> [SOURCE MATERIAL]:
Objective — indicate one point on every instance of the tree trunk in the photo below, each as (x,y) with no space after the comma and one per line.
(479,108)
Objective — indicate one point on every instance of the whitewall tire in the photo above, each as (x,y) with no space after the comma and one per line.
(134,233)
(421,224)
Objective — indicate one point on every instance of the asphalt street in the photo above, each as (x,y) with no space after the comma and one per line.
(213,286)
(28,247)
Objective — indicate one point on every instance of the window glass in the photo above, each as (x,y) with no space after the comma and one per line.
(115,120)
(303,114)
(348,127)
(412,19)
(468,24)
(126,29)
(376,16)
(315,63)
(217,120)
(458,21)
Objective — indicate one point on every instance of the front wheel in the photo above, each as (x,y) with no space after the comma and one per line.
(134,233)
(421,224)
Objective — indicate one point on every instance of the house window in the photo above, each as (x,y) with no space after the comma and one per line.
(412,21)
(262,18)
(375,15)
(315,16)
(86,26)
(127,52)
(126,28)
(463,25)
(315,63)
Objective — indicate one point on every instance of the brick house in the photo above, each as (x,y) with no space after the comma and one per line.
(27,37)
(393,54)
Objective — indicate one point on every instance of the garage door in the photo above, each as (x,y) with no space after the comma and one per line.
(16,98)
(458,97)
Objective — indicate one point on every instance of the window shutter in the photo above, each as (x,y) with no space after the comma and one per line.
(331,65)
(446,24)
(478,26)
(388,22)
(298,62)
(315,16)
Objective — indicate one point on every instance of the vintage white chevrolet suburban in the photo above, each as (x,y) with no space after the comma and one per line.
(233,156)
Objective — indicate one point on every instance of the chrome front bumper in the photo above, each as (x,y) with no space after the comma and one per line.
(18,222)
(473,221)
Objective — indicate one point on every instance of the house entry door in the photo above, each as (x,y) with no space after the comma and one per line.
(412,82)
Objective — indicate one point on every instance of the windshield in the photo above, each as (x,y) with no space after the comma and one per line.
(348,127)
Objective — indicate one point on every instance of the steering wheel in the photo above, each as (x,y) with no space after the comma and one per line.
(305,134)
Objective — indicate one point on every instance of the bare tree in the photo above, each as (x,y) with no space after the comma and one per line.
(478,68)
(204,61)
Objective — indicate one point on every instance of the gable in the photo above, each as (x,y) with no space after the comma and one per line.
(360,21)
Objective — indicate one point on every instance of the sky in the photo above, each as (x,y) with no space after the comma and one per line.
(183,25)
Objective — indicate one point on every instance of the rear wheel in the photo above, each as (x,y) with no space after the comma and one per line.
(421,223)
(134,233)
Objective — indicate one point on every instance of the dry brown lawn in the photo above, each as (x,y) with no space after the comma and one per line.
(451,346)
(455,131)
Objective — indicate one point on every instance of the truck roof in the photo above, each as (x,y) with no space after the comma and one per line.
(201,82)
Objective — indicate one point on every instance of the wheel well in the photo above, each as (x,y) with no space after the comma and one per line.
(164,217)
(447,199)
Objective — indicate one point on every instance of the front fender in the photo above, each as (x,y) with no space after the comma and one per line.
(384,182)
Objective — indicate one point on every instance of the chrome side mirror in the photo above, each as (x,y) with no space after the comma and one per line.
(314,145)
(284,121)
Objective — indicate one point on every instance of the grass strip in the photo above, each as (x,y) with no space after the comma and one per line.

> [EXERCISE DETAILS]:
Nothing outside the span should appear: transcribe the lines from the one containing "Objective — indicate one point on every instance of the wheel" through the last line of the records.

> [EXERCISE OUTPUT]:
Objective — indicate one point on every instance of the wheel well in the photo above, each as (x,y) with no space after the comma and one per line.
(164,217)
(447,199)
Objective — indicate one point on every instance of the front fender in the photo above, each as (x,y) with no space after the comma and one per line.
(384,182)
Objective — indicate one point on every instance of the chrome side mirror in the photo above, each as (x,y) with no space after the comma and one per line.
(314,145)
(284,121)
Objective — indicate one point on every instance of the grass strip in the photo above, each as (x,y) with no space after the comma and one per line.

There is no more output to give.